**Short exercise A:** In the editorial on Martin Luther King below, in what city and on what date was King murdered?
**Short exercise B:** Pick up the editorial on Martin Luther King below after its last sentence and carry it forward.

=== Extract provided ===

EditorialRespect, MLK
Today, Monday, January 19, is being celebrated in the United States of America as a national holiday in honor of Dr. Martin Luther King, Jr., a black civil rights leader who was murdered in Memphis, Tennessee, on April 4, 1968. 
 
From the time of the Montgomery, Alabama bus boycott in 1955 in support of Rosa Parks, who had rebelled against segregated seating on Montgomery buses, until he was actually shot dead, Martin Luther King, though he preached absolute non-violence, lived in daily fear of assassination.
 
It would take too long to try to give you a sense of the climate in the American South during the time of Martin Luther King. Suffice to say that all public facilities were segregated, many public officials (all white) belonged to the Ku Klux Klan, and blacks who were considered as stepping out of line, could be beaten and murdered with impunity. Many innocent blacks were lynched. White supremacy ruled the American South in an untrammeled fashion.
 
We are not experts in American history, so we cannot say why the Southern states were so vicious in their hatred of black people. Much of it was the sexual fear of any kind of racial integration, and no doubt some of it could be traced back to the Haitian slave rebellion of 1791, which ended up crowning a black emperor, Christophe, in 1804. The triumph of the Haitian blacks under the leadership of Toussaint L’Overture had created panic in slaveowners in the United States. (Remember, Haiti is only a few hundred miles away from Florida.) When slave rebellions in the U.S. itself were led by people like Gabriel Prosser, Denmark Vesey and Nat Turner in the first part of the 1800’s, these were crushed in a mercilessly frenzied manner.
 
Slavery in the settlement of Belize was a unique institution, for several reasons. What the Battle of St. George’s Caye had established in 1798 was that the whites in Belize could not survive without the blacks, who were the majority. Whereas the whites in Belize had opened schools from early in the 1800’s, in the American South blacks were denied education. In the rest of the British Caribbean, missionaries were encouraged to open schools. But to teach a black person to read was a crime in Dixie.
 
As a result of the attitude of slaveowners in America, as compared to the position of the British in the Caribbean, black Americans were, on average, uneducated compared to West Indian blacks. As a consequence of the civil rights struggle, led by Martin Luther King, Jr., many jobs were opened up to blacks, beginning in the 1960’s. With the United States having become the world’s largest economy at that time, these were great opportunities. Because West Indian blacks were better educated and trained, they benefited from many of the jobs which the militancy of American blacks had made possible in the United States.

=== Information provided ===

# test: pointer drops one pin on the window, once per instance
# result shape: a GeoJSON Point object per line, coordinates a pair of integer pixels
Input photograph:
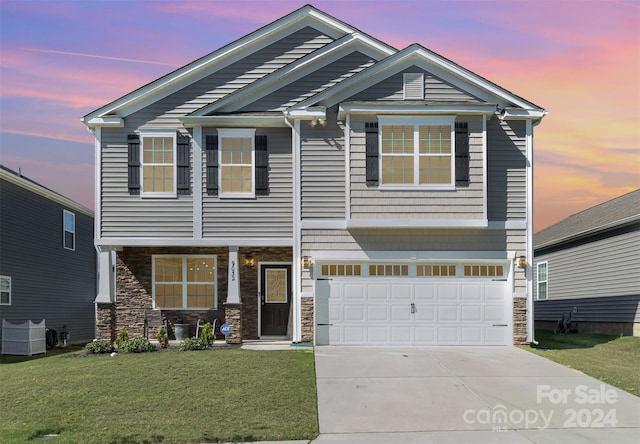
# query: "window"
{"type": "Point", "coordinates": [5, 290]}
{"type": "Point", "coordinates": [69, 230]}
{"type": "Point", "coordinates": [417, 152]}
{"type": "Point", "coordinates": [237, 161]}
{"type": "Point", "coordinates": [158, 164]}
{"type": "Point", "coordinates": [542, 281]}
{"type": "Point", "coordinates": [185, 282]}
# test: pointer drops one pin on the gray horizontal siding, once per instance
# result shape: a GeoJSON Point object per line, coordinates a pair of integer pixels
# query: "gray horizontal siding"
{"type": "Point", "coordinates": [268, 216]}
{"type": "Point", "coordinates": [373, 203]}
{"type": "Point", "coordinates": [322, 170]}
{"type": "Point", "coordinates": [436, 89]}
{"type": "Point", "coordinates": [48, 281]}
{"type": "Point", "coordinates": [124, 215]}
{"type": "Point", "coordinates": [506, 163]}
{"type": "Point", "coordinates": [312, 84]}
{"type": "Point", "coordinates": [603, 268]}
{"type": "Point", "coordinates": [165, 112]}
{"type": "Point", "coordinates": [604, 309]}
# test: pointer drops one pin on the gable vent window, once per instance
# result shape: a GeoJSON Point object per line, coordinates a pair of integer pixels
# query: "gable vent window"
{"type": "Point", "coordinates": [413, 86]}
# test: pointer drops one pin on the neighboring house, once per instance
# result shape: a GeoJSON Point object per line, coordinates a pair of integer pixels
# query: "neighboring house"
{"type": "Point", "coordinates": [591, 261]}
{"type": "Point", "coordinates": [47, 258]}
{"type": "Point", "coordinates": [308, 181]}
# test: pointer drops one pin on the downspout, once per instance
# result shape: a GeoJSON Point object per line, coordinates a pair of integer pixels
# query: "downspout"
{"type": "Point", "coordinates": [297, 245]}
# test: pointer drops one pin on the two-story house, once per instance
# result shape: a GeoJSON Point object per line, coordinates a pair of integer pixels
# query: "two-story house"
{"type": "Point", "coordinates": [311, 182]}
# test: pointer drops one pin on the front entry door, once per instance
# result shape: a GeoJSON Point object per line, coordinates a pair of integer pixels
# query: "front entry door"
{"type": "Point", "coordinates": [275, 299]}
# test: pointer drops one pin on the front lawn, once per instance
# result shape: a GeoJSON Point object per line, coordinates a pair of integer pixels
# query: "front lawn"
{"type": "Point", "coordinates": [611, 359]}
{"type": "Point", "coordinates": [168, 397]}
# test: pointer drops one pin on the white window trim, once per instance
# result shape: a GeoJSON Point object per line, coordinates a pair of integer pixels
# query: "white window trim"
{"type": "Point", "coordinates": [416, 122]}
{"type": "Point", "coordinates": [538, 282]}
{"type": "Point", "coordinates": [231, 133]}
{"type": "Point", "coordinates": [159, 133]}
{"type": "Point", "coordinates": [184, 282]}
{"type": "Point", "coordinates": [64, 230]}
{"type": "Point", "coordinates": [8, 280]}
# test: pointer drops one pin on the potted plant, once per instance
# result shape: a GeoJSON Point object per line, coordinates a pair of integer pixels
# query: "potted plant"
{"type": "Point", "coordinates": [181, 329]}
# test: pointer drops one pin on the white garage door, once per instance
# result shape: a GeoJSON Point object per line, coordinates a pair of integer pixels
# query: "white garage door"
{"type": "Point", "coordinates": [413, 311]}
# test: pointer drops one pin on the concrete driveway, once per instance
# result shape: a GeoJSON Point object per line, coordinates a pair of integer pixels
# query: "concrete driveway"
{"type": "Point", "coordinates": [423, 395]}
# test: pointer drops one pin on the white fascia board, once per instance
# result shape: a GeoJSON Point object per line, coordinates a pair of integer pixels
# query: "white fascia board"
{"type": "Point", "coordinates": [295, 71]}
{"type": "Point", "coordinates": [234, 121]}
{"type": "Point", "coordinates": [106, 121]}
{"type": "Point", "coordinates": [430, 62]}
{"type": "Point", "coordinates": [190, 242]}
{"type": "Point", "coordinates": [417, 223]}
{"type": "Point", "coordinates": [413, 108]}
{"type": "Point", "coordinates": [354, 255]}
{"type": "Point", "coordinates": [225, 56]}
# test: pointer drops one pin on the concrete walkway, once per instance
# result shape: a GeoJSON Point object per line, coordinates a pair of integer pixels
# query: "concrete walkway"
{"type": "Point", "coordinates": [464, 394]}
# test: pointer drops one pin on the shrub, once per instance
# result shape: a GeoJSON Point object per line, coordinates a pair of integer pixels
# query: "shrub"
{"type": "Point", "coordinates": [162, 337]}
{"type": "Point", "coordinates": [138, 344]}
{"type": "Point", "coordinates": [192, 344]}
{"type": "Point", "coordinates": [207, 334]}
{"type": "Point", "coordinates": [123, 337]}
{"type": "Point", "coordinates": [97, 347]}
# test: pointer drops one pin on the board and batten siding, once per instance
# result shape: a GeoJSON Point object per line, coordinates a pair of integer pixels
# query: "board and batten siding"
{"type": "Point", "coordinates": [166, 112]}
{"type": "Point", "coordinates": [436, 89]}
{"type": "Point", "coordinates": [133, 216]}
{"type": "Point", "coordinates": [373, 203]}
{"type": "Point", "coordinates": [269, 216]}
{"type": "Point", "coordinates": [606, 267]}
{"type": "Point", "coordinates": [507, 175]}
{"type": "Point", "coordinates": [47, 281]}
{"type": "Point", "coordinates": [321, 79]}
{"type": "Point", "coordinates": [322, 170]}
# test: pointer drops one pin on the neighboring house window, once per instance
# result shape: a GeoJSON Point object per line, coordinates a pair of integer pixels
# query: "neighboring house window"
{"type": "Point", "coordinates": [5, 290]}
{"type": "Point", "coordinates": [184, 282]}
{"type": "Point", "coordinates": [543, 278]}
{"type": "Point", "coordinates": [417, 152]}
{"type": "Point", "coordinates": [237, 160]}
{"type": "Point", "coordinates": [158, 154]}
{"type": "Point", "coordinates": [69, 230]}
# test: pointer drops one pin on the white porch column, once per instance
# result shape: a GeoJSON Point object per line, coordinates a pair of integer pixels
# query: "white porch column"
{"type": "Point", "coordinates": [233, 291]}
{"type": "Point", "coordinates": [106, 289]}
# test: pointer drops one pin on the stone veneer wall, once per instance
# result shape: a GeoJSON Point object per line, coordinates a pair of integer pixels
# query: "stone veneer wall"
{"type": "Point", "coordinates": [520, 321]}
{"type": "Point", "coordinates": [134, 292]}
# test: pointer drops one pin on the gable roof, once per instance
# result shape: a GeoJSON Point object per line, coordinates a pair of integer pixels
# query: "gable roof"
{"type": "Point", "coordinates": [24, 182]}
{"type": "Point", "coordinates": [306, 16]}
{"type": "Point", "coordinates": [622, 210]}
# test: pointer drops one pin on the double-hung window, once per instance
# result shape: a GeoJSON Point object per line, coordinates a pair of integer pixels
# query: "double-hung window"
{"type": "Point", "coordinates": [158, 154]}
{"type": "Point", "coordinates": [543, 278]}
{"type": "Point", "coordinates": [417, 152]}
{"type": "Point", "coordinates": [181, 282]}
{"type": "Point", "coordinates": [237, 162]}
{"type": "Point", "coordinates": [68, 230]}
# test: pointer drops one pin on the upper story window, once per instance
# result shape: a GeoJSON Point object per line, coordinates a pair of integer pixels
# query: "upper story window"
{"type": "Point", "coordinates": [68, 230]}
{"type": "Point", "coordinates": [237, 162]}
{"type": "Point", "coordinates": [542, 279]}
{"type": "Point", "coordinates": [158, 154]}
{"type": "Point", "coordinates": [5, 290]}
{"type": "Point", "coordinates": [417, 152]}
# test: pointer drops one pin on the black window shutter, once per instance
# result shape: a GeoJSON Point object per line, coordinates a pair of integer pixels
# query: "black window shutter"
{"type": "Point", "coordinates": [183, 163]}
{"type": "Point", "coordinates": [371, 146]}
{"type": "Point", "coordinates": [262, 166]}
{"type": "Point", "coordinates": [462, 154]}
{"type": "Point", "coordinates": [211, 152]}
{"type": "Point", "coordinates": [134, 164]}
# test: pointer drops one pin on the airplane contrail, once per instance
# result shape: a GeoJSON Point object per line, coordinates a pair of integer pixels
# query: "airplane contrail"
{"type": "Point", "coordinates": [95, 56]}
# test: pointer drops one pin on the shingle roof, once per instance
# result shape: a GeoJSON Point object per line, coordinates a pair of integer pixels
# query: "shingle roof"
{"type": "Point", "coordinates": [611, 213]}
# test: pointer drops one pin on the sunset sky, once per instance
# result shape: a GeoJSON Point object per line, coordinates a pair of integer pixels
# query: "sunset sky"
{"type": "Point", "coordinates": [578, 59]}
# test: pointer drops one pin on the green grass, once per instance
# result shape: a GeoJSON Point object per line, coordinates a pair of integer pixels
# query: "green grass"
{"type": "Point", "coordinates": [168, 397]}
{"type": "Point", "coordinates": [611, 359]}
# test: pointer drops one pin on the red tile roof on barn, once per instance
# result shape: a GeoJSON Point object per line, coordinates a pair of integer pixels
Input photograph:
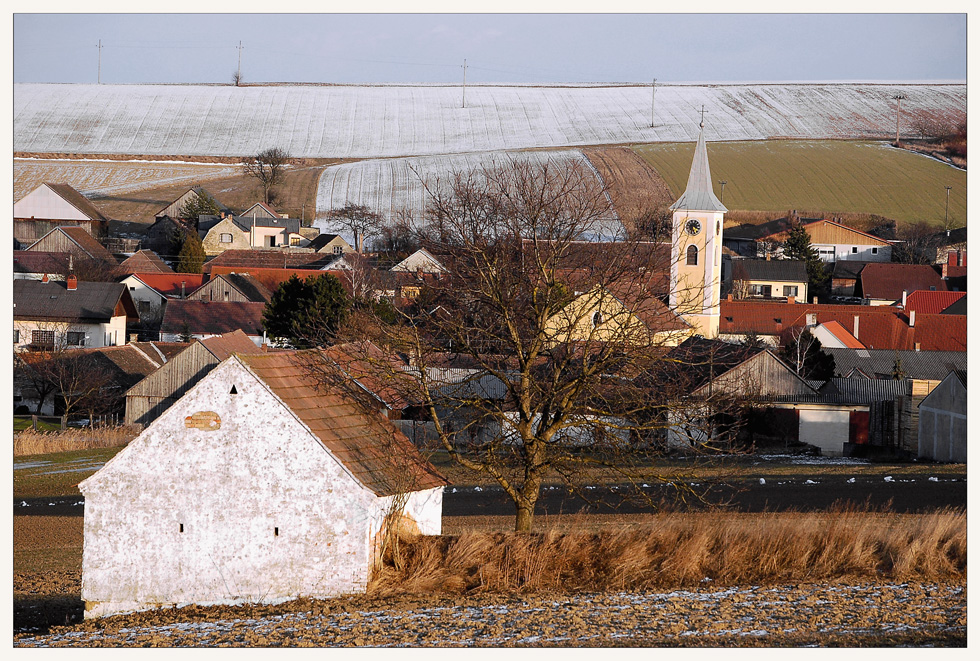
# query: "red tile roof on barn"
{"type": "Point", "coordinates": [171, 284]}
{"type": "Point", "coordinates": [207, 318]}
{"type": "Point", "coordinates": [931, 302]}
{"type": "Point", "coordinates": [886, 282]}
{"type": "Point", "coordinates": [378, 455]}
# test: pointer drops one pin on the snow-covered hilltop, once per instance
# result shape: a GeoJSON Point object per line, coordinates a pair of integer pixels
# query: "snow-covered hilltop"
{"type": "Point", "coordinates": [385, 121]}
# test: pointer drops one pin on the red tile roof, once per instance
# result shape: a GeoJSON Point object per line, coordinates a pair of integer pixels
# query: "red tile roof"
{"type": "Point", "coordinates": [886, 281]}
{"type": "Point", "coordinates": [931, 302]}
{"type": "Point", "coordinates": [169, 284]}
{"type": "Point", "coordinates": [207, 318]}
{"type": "Point", "coordinates": [378, 455]}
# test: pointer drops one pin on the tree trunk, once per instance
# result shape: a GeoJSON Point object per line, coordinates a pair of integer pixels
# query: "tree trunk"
{"type": "Point", "coordinates": [525, 517]}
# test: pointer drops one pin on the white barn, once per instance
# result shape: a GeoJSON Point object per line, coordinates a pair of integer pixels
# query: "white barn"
{"type": "Point", "coordinates": [255, 487]}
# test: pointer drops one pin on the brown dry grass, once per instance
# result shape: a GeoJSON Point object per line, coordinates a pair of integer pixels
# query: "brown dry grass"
{"type": "Point", "coordinates": [30, 442]}
{"type": "Point", "coordinates": [683, 549]}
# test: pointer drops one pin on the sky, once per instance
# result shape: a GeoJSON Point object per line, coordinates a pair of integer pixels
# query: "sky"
{"type": "Point", "coordinates": [497, 48]}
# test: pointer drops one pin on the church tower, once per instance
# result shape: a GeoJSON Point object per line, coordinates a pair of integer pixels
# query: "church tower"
{"type": "Point", "coordinates": [695, 264]}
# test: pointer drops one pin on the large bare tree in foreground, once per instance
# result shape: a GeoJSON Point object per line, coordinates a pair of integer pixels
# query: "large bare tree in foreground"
{"type": "Point", "coordinates": [536, 357]}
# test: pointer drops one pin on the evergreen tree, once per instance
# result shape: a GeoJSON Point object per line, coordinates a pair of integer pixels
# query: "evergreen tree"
{"type": "Point", "coordinates": [798, 247]}
{"type": "Point", "coordinates": [306, 313]}
{"type": "Point", "coordinates": [806, 356]}
{"type": "Point", "coordinates": [190, 259]}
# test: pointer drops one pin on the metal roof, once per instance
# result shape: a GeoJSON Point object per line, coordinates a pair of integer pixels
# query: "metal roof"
{"type": "Point", "coordinates": [698, 196]}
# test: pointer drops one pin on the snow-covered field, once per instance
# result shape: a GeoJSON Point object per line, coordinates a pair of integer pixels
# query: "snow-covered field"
{"type": "Point", "coordinates": [386, 121]}
{"type": "Point", "coordinates": [768, 614]}
{"type": "Point", "coordinates": [110, 177]}
{"type": "Point", "coordinates": [390, 186]}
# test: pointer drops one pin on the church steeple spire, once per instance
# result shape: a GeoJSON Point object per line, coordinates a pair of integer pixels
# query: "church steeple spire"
{"type": "Point", "coordinates": [698, 196]}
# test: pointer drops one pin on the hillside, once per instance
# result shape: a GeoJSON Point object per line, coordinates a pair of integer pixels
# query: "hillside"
{"type": "Point", "coordinates": [385, 121]}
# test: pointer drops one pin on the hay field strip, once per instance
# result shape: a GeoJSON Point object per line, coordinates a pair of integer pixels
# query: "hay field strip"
{"type": "Point", "coordinates": [833, 176]}
{"type": "Point", "coordinates": [395, 186]}
{"type": "Point", "coordinates": [101, 178]}
{"type": "Point", "coordinates": [387, 121]}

===

**Exercise result A:** Memphis, Tennessee, on April 4, 1968.

**Exercise result B:**
 
The white supremacist process has always been about dividing and conquering, from the time slave ship captains began hiring Africans to enslave other Africans on the West African coast four or five centuries ago. Belizeans and West Indian blacks have tended to look down upon American blacks. This is because we do not know the real hell American blacks went through. For their part, American blacks tend to resent Caribbean blacks, because American blacks have been fighting America’s wars from the time of Crispus Attucks and the American War of Independence in the 1770’s. It is they who created the jobs made available when segregation became illegal in the United States, and yet Caribbean blacks benefited and did not pay their respect.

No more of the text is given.